-- Begin --

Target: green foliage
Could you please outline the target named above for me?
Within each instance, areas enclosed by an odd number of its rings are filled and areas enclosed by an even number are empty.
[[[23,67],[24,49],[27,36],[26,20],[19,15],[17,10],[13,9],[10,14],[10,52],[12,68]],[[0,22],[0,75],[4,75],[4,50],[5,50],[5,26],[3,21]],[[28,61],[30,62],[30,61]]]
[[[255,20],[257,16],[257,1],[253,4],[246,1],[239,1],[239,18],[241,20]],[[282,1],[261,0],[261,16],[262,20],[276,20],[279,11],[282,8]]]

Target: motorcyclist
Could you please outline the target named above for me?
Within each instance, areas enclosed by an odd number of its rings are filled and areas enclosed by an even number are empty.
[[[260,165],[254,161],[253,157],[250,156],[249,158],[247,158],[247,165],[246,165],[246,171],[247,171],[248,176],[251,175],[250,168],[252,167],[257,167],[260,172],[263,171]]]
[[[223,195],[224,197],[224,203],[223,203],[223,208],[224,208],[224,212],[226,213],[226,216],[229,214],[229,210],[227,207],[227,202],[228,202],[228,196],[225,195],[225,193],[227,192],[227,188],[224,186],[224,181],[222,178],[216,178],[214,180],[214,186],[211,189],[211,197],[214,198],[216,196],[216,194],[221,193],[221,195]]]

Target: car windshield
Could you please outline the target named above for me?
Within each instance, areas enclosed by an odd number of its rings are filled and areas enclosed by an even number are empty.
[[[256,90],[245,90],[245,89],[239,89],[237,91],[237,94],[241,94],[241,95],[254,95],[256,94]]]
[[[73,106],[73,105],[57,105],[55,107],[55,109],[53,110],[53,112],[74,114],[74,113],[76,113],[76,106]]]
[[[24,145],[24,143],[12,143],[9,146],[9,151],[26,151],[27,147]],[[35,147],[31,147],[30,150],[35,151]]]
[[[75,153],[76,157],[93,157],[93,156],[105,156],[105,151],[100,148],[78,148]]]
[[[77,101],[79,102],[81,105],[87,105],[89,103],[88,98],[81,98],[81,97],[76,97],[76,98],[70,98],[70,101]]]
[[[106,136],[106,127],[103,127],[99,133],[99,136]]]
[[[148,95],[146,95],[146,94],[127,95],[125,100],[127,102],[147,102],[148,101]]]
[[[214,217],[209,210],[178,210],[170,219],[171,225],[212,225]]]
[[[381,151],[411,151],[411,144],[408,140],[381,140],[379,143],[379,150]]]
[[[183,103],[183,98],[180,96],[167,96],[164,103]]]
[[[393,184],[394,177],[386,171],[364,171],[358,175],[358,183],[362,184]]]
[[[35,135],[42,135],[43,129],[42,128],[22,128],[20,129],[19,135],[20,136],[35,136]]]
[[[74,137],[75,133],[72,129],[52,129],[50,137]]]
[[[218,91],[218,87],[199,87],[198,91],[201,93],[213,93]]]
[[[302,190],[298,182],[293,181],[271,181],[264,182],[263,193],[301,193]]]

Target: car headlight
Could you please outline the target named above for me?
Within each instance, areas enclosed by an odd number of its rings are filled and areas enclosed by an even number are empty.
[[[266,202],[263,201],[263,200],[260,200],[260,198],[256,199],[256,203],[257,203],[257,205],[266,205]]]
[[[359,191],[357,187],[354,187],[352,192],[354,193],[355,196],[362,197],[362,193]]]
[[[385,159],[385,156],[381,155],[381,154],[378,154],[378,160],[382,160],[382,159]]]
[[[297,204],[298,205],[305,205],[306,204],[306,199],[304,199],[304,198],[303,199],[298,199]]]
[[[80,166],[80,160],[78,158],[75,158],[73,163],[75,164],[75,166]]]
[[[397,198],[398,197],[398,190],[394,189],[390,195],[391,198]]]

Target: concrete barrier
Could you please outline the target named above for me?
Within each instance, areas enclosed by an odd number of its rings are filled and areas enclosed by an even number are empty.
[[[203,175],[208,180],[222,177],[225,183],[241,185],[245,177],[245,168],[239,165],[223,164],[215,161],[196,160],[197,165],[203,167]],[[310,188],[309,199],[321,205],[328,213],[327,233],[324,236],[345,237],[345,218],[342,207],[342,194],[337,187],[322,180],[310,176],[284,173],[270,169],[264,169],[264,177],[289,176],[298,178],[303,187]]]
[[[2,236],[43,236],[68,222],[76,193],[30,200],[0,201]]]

-- End --

● **Task description**
Please echo, character for character, the rows above from the line containing "Target: car headlight" up to and including the line containing "[[[397,198],[398,197],[398,190],[394,189],[390,195],[391,198]]]".

● **Full response**
Target: car headlight
Could you please outline the target named above for me?
Within each instance, areas enclosed by an odd number of its rings are filled and areas enclosed by an even number are empty.
[[[266,202],[263,201],[263,200],[260,200],[260,198],[256,199],[256,203],[257,203],[257,205],[266,205]]]
[[[359,191],[357,187],[354,187],[352,192],[354,193],[355,196],[362,197],[362,193]]]
[[[385,159],[385,156],[381,155],[381,154],[378,154],[378,160],[382,160],[382,159]]]
[[[297,204],[298,205],[305,205],[306,204],[306,199],[304,199],[304,198],[303,199],[298,199]]]
[[[80,166],[80,160],[78,158],[75,158],[73,163],[75,164],[75,166]]]
[[[397,198],[398,197],[398,190],[394,189],[390,195],[391,198]]]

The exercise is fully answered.